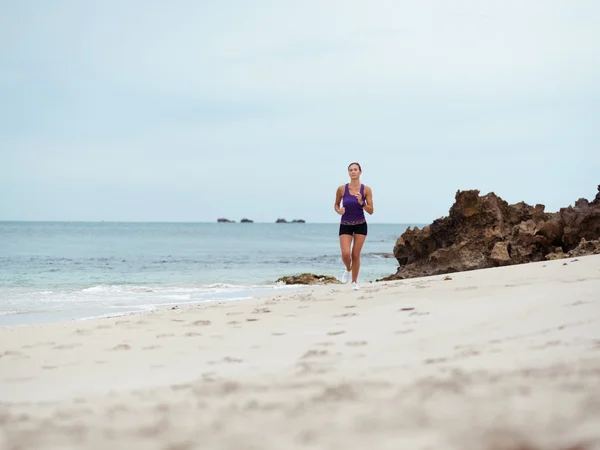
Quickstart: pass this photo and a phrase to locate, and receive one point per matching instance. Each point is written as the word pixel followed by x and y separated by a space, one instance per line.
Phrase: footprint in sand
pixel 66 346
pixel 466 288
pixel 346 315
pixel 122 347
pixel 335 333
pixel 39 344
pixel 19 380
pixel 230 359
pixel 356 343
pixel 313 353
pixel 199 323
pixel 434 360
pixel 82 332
* * *
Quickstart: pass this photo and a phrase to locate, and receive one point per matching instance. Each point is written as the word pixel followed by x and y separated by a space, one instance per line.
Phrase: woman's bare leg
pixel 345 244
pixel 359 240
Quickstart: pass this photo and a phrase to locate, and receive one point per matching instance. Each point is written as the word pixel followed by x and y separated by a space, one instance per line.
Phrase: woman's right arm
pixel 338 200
* * *
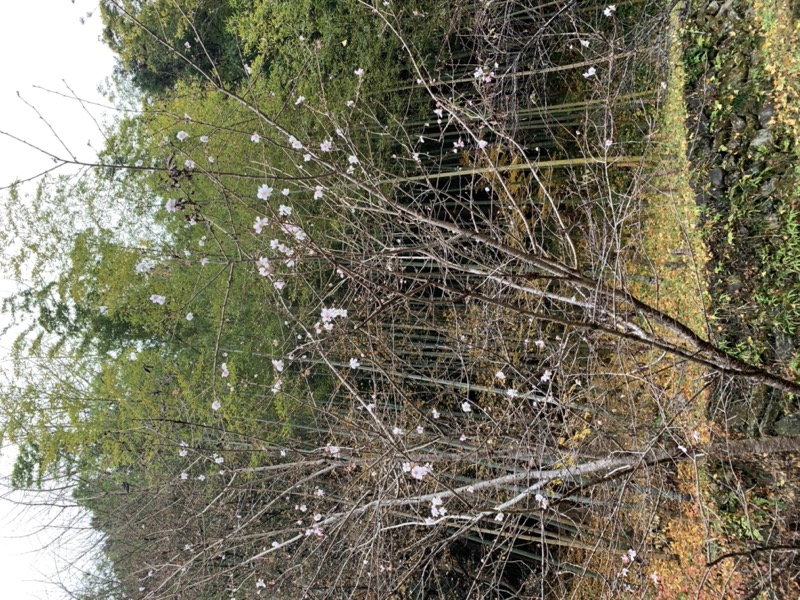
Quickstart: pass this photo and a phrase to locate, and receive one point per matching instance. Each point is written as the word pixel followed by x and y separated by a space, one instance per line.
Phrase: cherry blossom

Task details: Pull out every row above that contains the string "woman", matching case exactly.

Result for this exercise:
Phrase: woman's bare leg
Phrase: woman's right arm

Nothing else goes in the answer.